**SET PROBLEM A:**
According to the essay on Italian folktales, in what years was Il Pentamerone published?
**SET PROBLEM B:**
Write out the part of the essay on Italian folktales between "Spring comes to" and "fertile, golden land.", inclusive.
**SET PROBLEM C:**
Extend the essay on Italian folktales, beginning right after its last sentence.

**QUOTED PASSAGE:**
::::::::::
Spring comes to northern Italy with paintbox colors bright on terraced hills straight out of a da Vinci painting: the yellow of gorse, the purple of iris, the silver-green of the olive trees, the brilliant red of fields of poppies open to the morning sun. A shepherd leads his goats past the doorway of a farmhouse on a steep hillside, where I sit with a notebook, a mug of espresso, a well-worn copy of Italo Calvino's Italian Folktales, pondering the magic one can almost smell and taste in this fertile, golden land.
I've come to spend two months in a Tuscan hilltown close to the city of Florence, lured to this country by the art, the food, and these words from the introduction to Calvino's book: "It is generally accepted that Italian tales from the oral tradition were recorded in literary works long before those of any other country." Likewise, from Marina Warner's recent work on the history of fairy tales (From The Beast to the Blonde): "Il Pentamerone [by Italian writer Giambattista Basile]. . .can lay claim to being the foundation stone of the modern literary fairy tale; published in 1634-36, it contains some of the earliest written versions of the most familiar stories." And so I've come here to explore the rich folklore tradition of Italy, following in the footsteps of Calvino, Warner, the Pre-Raphaelite painters, and countless other writers and artists who all succumbed to a passion for the stories of Italia -- and the beautiful land from which they spring.
::::::::::
**DATA EXCERPT:**
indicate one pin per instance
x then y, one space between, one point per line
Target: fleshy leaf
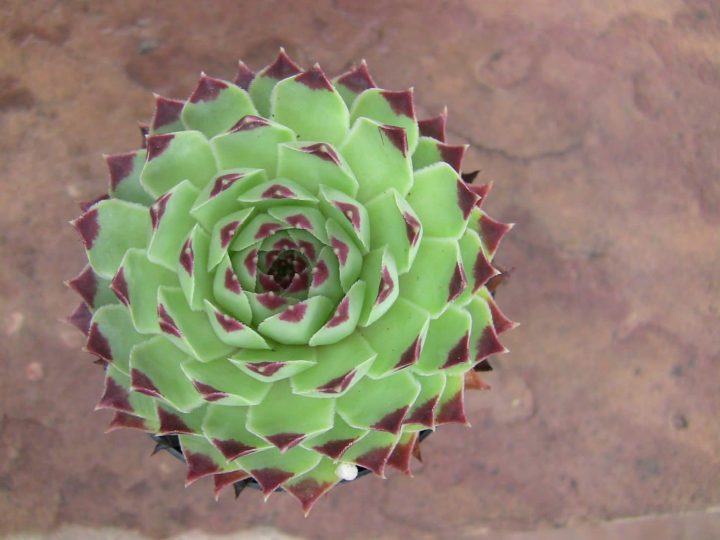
::::::::::
**EXERCISE ANSWER A:**
1634-36

**EXERCISE ANSWER B:**
Spring comes to northern Italy with paintbox colors bright on terraced hills straight out of a da Vinci painting: the yellow of gorse, the purple of iris, the silver-green of the olive trees, the brilliant red of fields of poppies open to the morning sun. A shepherd leads his goats past the doorway of a farmhouse on a steep hillside, where I sit with a notebook, a mug of espresso, a well-worn copy of Italo Calvino's Italian Folktales, pondering the magic one can almost smell and taste in this fertile, golden land.

**EXERCISE ANSWER C:**
Calvino began his task of collection with a dry, detached interest in the subject; but "I was gradually possessed by a kind of mania," he writes, "an insatiable hunger for more and more versions and variants. . .as a result of which I would have given all of Proust in exchange for a new variant of the 'gold-dung donkey'." He gradually became convinced that the "grace, wit and unity of design" to be found in the fairy tales of Italy is unsurpassed in the western world. Yet when we think of European fairy tales, we generally think of the French tales of Charles Perrault, the German tales of the Brothers Grimm, or the Danish tales of Hans Christian Andersen. We rarely think of Italy as being central to the European fairy tale tradition -- and indeed, it was not until the 1950s that Calvino's book (translated into English by George Martin) finally presented a comprehensive Italian collection to compare with the work of the Brothers Grimm. Yet centuries ago, these stories would have been known and circulated throughout Europe -- both through the oral tradition and through the publications of early Italian authors like Boccaccio, Straparola and Basile. In Italy we find some of the earliest published versions of very familiar fairy tales indeed: Sleeping Beauty, Cinderella, Puss in Boots, Red Riding Hood, Donkeyskin, The Handless Maiden, and many, many others -- told in an earthy, unflinching manner common to the oldest of fairy stories.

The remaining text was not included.